* _Requirements_
Take the line containing "Every instance gets one point. Tag the grassy" and all lines after it to the end of the records, and output them exactly.

* _Supplied data_

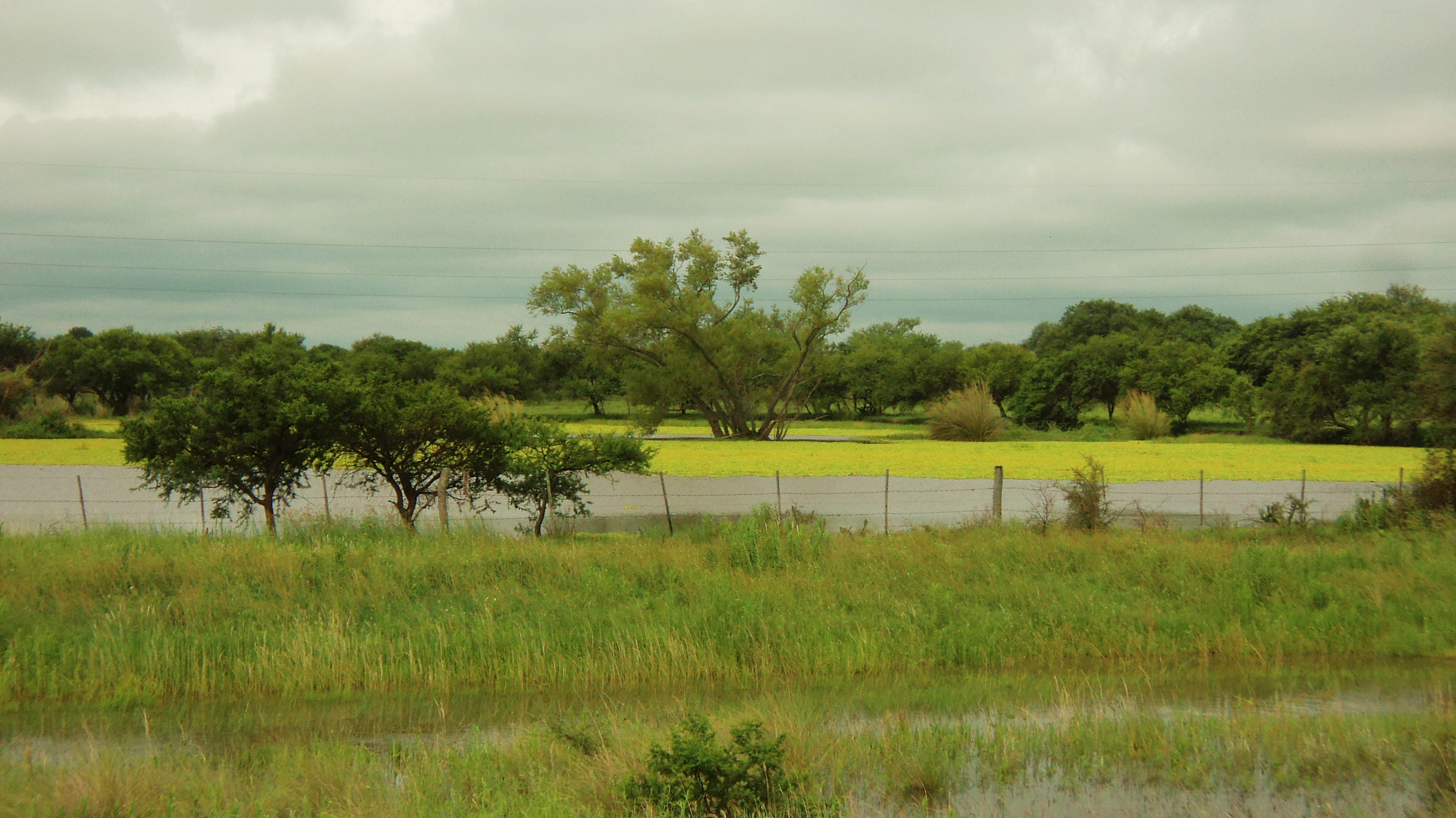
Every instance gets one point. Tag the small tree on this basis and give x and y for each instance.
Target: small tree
(403, 434)
(1142, 417)
(968, 414)
(251, 430)
(550, 468)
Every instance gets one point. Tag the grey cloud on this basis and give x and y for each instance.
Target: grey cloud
(919, 94)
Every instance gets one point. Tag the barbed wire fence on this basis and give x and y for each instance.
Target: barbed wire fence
(56, 499)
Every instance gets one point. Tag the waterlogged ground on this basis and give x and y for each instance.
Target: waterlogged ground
(1307, 740)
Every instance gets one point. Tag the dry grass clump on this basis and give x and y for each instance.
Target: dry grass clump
(968, 416)
(1142, 417)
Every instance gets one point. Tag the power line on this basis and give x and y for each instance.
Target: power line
(767, 253)
(719, 184)
(464, 276)
(523, 299)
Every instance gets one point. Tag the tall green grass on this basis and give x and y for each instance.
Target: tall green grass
(130, 616)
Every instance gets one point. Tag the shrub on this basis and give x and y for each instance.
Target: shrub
(968, 416)
(1142, 417)
(1088, 507)
(1435, 487)
(697, 777)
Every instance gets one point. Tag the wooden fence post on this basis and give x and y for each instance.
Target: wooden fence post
(1200, 499)
(997, 494)
(887, 501)
(81, 494)
(443, 499)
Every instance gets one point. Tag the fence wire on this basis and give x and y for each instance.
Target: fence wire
(52, 499)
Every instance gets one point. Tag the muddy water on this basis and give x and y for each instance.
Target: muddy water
(866, 711)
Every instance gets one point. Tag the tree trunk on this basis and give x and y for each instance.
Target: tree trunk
(270, 519)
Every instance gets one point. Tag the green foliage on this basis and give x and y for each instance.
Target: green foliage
(50, 426)
(768, 541)
(1051, 395)
(1439, 382)
(513, 365)
(250, 433)
(123, 614)
(1093, 319)
(1433, 488)
(1289, 513)
(1000, 366)
(1100, 369)
(1182, 376)
(1144, 418)
(395, 359)
(743, 369)
(698, 777)
(966, 416)
(20, 346)
(890, 366)
(1088, 504)
(400, 436)
(1348, 370)
(548, 468)
(120, 366)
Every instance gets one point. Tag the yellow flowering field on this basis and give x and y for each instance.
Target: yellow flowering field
(85, 452)
(1126, 461)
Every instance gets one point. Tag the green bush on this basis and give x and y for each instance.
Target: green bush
(698, 777)
(1088, 507)
(966, 416)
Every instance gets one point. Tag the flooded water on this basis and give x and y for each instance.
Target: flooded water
(877, 734)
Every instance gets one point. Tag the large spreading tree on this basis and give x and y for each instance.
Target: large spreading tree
(251, 432)
(685, 312)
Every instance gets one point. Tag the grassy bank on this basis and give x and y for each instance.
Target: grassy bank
(1179, 459)
(126, 616)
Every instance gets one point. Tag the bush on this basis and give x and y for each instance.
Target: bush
(697, 777)
(1142, 417)
(1435, 487)
(968, 416)
(1088, 507)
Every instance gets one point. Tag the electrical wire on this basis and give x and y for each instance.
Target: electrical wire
(525, 299)
(464, 276)
(487, 248)
(719, 184)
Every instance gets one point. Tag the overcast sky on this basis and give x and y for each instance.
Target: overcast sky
(1099, 139)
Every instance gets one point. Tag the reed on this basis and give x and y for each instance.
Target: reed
(966, 416)
(124, 616)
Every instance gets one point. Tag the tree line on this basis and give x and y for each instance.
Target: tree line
(675, 328)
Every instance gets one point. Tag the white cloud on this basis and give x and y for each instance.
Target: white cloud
(229, 68)
(1107, 50)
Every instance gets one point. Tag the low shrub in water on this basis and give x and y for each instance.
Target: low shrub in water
(698, 777)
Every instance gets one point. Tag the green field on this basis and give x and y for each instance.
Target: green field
(362, 672)
(1126, 461)
(127, 616)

* _Response to the task_
Every instance gets one point. Tag the grassy bank on this basis and give x and y for each instance.
Target: grassy bank
(1179, 459)
(126, 616)
Every instance gets one point. Tag the bush on this basis and give x and y for each instance.
Target: bush
(697, 777)
(1142, 417)
(1435, 487)
(968, 416)
(1088, 507)
Every instance gets one point. Tag the electrical wire on this basis and give x and y for each instance.
Target: electrical wire
(525, 299)
(464, 276)
(487, 248)
(719, 184)
Every instance gets one point. Tag the overcast sky on this basis and give x and y for each instance.
Target: overcast sky
(1099, 139)
Every instance gets one point. Tag the reed on this basis and give x and y for each instance.
Target: reed
(966, 416)
(124, 616)
Every instance gets one point. Tag the tree line on this basis and give x and y for each instance.
Target: tree line
(675, 328)
Every instance gets one point. Tag the white cloud on this basis and give x and y for each instance.
Target: white cloud
(229, 68)
(1107, 50)
Every instance gets one point. Tag the low shrub in water on this basis and give x and y for each instance.
Target: low shrub in water
(698, 777)
Every instance gets one point. Tag the green field on this basis and give x and y for each instance.
Target: green field
(362, 672)
(1126, 461)
(127, 616)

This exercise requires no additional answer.